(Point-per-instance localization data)
-----

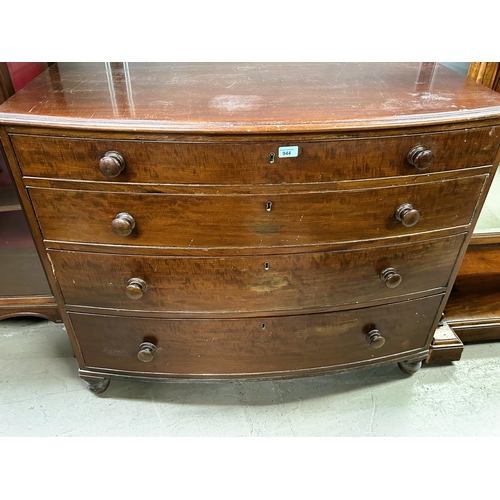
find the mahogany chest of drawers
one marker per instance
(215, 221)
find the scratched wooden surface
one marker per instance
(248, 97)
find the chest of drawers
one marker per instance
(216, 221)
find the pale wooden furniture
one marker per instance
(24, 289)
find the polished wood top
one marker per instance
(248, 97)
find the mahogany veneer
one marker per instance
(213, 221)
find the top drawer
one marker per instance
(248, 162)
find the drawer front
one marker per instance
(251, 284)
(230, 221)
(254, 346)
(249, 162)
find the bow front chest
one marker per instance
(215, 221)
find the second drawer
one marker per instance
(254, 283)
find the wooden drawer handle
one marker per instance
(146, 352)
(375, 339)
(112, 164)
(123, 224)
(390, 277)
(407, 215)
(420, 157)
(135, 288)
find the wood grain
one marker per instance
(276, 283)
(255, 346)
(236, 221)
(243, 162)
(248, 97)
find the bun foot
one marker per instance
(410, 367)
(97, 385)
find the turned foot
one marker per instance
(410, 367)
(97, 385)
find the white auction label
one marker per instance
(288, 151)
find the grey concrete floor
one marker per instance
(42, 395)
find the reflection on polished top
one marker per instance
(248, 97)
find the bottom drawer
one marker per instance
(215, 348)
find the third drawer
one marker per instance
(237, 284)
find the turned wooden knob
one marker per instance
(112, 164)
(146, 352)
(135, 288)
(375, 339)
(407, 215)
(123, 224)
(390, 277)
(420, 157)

-----

Could you filter the entries above for lines holding the string "front" and copy them?

find the drawer front
find the bow front chest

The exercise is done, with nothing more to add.